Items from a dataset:

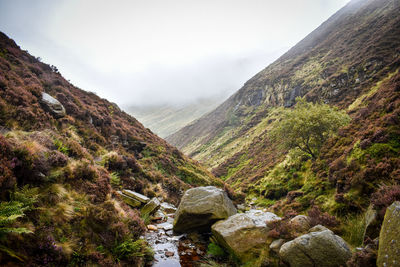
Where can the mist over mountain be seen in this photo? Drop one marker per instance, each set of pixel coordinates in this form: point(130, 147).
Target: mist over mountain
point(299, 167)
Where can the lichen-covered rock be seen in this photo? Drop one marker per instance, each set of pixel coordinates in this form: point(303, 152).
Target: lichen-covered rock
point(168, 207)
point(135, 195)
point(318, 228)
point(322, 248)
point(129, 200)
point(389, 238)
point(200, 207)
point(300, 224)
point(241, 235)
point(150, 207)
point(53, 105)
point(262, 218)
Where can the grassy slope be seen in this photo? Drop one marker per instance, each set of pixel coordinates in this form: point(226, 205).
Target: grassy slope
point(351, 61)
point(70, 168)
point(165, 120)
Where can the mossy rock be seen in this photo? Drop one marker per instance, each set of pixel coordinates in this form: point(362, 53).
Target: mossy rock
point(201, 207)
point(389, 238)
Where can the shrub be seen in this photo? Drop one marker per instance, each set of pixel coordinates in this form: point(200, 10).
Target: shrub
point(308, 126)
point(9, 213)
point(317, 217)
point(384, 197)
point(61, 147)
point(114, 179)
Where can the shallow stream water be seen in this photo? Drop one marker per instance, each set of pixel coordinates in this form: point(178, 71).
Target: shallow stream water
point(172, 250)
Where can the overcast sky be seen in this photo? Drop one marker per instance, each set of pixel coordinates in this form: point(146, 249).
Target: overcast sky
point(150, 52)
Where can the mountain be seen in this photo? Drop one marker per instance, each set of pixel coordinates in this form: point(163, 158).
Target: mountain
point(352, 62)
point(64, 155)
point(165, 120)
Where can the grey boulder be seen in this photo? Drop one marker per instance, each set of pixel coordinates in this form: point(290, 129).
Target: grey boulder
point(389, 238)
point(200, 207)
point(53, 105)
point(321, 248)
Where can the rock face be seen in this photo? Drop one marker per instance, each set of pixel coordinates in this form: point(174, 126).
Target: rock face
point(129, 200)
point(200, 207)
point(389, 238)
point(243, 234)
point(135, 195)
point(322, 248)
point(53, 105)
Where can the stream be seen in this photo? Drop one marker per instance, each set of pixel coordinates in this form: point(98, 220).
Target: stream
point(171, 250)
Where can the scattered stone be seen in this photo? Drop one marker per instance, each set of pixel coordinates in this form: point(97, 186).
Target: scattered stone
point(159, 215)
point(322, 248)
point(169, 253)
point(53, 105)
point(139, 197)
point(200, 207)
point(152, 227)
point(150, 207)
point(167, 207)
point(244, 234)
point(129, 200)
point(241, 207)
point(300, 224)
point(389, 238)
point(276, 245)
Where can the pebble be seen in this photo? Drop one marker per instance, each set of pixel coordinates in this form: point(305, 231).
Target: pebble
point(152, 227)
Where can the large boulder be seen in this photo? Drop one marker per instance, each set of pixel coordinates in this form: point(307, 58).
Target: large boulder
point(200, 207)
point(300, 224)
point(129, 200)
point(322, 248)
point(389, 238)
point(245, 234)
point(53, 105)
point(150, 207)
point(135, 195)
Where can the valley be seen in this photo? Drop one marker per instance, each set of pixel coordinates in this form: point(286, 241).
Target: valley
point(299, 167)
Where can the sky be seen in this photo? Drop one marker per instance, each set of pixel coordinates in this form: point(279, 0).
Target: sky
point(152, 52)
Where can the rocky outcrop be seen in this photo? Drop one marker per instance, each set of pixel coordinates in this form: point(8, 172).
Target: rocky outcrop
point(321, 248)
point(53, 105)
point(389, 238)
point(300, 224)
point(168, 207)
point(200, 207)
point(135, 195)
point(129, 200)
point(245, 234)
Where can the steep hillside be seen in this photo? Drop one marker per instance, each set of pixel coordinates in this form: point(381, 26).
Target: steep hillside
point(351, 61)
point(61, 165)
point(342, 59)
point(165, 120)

...

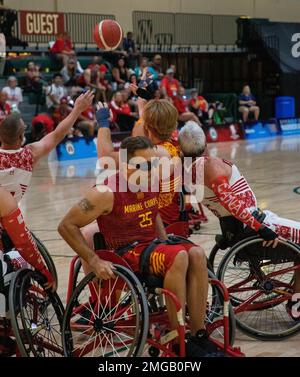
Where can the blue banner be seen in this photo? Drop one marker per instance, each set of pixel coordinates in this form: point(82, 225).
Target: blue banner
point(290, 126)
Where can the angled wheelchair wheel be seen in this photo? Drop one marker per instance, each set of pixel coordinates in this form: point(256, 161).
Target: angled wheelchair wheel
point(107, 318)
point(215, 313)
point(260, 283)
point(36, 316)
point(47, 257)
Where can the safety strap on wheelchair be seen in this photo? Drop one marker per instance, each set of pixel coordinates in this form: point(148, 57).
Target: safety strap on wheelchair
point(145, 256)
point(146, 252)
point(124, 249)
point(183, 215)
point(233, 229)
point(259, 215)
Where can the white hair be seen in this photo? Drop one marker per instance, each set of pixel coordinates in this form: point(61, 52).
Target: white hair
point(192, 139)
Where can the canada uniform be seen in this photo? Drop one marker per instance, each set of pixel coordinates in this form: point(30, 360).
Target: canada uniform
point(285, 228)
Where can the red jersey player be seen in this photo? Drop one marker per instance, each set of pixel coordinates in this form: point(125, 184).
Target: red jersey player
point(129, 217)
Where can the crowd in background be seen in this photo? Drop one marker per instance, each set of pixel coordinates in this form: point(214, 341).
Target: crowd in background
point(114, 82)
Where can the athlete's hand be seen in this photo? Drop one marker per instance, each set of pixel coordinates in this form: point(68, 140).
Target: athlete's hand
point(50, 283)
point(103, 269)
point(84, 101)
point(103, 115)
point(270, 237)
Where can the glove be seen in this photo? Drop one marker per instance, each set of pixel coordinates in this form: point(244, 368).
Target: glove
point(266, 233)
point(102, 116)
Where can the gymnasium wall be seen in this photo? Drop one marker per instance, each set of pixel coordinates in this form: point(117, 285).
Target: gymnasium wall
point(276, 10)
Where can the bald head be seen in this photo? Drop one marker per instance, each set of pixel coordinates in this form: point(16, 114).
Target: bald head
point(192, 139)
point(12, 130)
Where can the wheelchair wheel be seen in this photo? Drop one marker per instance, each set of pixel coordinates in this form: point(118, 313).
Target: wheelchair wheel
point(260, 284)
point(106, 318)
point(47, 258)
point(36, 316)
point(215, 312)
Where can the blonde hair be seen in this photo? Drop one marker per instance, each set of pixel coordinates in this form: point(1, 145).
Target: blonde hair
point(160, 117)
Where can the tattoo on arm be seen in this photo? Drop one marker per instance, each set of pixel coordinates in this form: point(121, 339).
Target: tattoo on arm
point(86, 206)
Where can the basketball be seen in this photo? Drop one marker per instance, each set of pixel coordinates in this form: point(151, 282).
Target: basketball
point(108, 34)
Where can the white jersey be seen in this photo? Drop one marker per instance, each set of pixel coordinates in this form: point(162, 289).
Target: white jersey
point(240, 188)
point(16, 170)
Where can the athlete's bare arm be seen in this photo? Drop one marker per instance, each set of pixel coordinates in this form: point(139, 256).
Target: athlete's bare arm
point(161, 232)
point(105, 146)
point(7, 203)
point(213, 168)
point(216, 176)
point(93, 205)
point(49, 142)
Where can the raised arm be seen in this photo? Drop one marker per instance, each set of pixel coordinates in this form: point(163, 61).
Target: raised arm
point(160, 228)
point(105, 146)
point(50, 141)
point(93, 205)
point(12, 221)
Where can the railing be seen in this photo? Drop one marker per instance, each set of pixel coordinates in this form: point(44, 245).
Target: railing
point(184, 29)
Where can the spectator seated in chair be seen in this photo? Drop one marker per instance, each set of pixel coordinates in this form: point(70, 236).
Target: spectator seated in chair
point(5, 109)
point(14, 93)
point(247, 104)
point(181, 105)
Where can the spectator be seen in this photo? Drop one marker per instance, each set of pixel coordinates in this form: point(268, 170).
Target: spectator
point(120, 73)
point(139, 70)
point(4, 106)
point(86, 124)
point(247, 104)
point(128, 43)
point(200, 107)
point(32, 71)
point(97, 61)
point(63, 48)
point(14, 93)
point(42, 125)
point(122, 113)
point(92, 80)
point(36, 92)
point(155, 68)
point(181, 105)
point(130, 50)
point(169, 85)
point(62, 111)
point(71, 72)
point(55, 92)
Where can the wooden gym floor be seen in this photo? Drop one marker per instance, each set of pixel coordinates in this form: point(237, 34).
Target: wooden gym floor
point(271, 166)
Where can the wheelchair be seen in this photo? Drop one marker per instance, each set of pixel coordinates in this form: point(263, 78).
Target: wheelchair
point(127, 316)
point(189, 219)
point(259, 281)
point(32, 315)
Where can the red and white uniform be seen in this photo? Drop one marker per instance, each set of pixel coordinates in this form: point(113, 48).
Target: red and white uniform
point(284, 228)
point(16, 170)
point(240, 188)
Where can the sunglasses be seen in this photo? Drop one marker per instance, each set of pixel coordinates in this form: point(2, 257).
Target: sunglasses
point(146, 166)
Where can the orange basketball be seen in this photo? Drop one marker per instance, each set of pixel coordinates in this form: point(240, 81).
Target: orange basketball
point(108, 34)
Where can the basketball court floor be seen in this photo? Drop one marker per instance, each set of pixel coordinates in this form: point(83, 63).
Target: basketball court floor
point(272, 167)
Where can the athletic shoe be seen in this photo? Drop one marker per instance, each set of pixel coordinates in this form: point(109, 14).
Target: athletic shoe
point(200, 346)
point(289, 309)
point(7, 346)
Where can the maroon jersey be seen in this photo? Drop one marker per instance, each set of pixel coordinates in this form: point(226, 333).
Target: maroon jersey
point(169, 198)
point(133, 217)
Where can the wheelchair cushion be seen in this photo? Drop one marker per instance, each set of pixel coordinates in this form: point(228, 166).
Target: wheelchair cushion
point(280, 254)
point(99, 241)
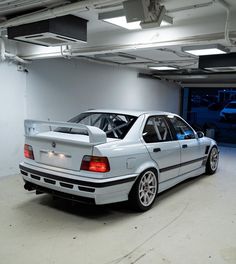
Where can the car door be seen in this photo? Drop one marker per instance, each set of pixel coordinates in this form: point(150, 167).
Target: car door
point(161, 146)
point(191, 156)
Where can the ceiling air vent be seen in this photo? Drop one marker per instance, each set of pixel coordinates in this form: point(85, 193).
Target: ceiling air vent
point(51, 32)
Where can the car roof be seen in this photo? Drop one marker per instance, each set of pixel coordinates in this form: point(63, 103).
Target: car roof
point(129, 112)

---

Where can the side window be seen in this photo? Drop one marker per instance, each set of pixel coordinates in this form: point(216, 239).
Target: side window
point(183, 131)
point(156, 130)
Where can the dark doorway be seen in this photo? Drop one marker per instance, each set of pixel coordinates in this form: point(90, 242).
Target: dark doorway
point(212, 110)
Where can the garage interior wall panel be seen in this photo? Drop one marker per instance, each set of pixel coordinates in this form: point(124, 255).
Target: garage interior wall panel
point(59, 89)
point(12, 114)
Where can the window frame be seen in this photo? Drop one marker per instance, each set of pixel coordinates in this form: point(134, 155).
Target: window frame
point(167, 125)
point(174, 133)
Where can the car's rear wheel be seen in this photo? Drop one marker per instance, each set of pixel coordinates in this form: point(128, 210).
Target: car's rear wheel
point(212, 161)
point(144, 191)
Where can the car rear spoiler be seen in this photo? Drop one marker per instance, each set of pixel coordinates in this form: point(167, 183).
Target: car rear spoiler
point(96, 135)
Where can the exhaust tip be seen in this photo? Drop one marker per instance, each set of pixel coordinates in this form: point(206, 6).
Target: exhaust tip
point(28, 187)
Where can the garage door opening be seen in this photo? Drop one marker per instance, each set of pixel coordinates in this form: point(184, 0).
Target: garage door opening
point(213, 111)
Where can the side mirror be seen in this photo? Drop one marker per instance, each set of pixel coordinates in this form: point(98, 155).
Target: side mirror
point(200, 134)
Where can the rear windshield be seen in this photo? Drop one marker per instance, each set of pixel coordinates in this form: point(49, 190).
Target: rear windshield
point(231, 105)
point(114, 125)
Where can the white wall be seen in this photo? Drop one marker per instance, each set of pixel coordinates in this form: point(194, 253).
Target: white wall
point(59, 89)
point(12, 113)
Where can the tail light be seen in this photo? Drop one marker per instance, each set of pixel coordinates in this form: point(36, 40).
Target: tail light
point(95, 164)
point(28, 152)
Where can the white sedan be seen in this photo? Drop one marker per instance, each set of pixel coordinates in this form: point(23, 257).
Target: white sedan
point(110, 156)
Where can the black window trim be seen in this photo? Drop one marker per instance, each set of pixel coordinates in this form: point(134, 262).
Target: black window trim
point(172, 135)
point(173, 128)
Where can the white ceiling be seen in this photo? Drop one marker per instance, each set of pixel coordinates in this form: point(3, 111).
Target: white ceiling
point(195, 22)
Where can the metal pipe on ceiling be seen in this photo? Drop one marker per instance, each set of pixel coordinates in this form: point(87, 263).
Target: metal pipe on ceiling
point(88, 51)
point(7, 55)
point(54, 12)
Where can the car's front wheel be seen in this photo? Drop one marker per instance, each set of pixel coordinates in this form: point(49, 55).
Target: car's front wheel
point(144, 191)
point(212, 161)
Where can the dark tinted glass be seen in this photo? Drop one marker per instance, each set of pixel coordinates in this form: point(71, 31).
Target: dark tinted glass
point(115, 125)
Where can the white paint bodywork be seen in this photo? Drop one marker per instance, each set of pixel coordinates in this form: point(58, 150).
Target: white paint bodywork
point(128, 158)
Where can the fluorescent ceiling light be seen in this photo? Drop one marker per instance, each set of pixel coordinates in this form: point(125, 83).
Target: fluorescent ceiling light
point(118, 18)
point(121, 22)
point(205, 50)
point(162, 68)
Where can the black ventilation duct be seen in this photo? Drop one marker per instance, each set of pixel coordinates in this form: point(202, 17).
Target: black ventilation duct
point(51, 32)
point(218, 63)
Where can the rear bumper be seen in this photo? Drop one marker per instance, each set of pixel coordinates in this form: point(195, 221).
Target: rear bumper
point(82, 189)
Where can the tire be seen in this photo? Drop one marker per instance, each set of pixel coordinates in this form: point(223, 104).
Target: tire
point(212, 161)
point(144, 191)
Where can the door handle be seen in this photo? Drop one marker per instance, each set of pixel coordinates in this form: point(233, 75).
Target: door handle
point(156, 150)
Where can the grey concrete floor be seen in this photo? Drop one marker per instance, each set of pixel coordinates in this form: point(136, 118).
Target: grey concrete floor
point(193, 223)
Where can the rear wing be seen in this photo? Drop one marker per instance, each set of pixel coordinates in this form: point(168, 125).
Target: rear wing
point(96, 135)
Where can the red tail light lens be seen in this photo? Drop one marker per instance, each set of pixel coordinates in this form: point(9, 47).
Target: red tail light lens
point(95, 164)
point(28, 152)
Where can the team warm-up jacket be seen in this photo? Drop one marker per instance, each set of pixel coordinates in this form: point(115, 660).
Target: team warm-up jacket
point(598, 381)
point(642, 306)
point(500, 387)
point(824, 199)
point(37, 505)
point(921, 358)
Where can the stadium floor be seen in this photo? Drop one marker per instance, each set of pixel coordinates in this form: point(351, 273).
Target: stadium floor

#### [WHAT YOU WILL DO]
The entries above hold the needed span. Transcribe exactly the lines from the one with "Target: grassy slope" to the one with "Where can the shrub", both included.

#### [YOUR SOLUTION]
Target: grassy slope
point(351, 61)
point(70, 168)
point(165, 120)
Where can the mossy rock be seen in this photo? Drop one marker per instance, each set of pixel coordinates in this form: point(362, 53).
Target: mossy rock
point(201, 207)
point(389, 238)
Where can the shrub be seen in this photo? Drop one marker per instance, each set of pixel coordinates in this form: point(200, 10).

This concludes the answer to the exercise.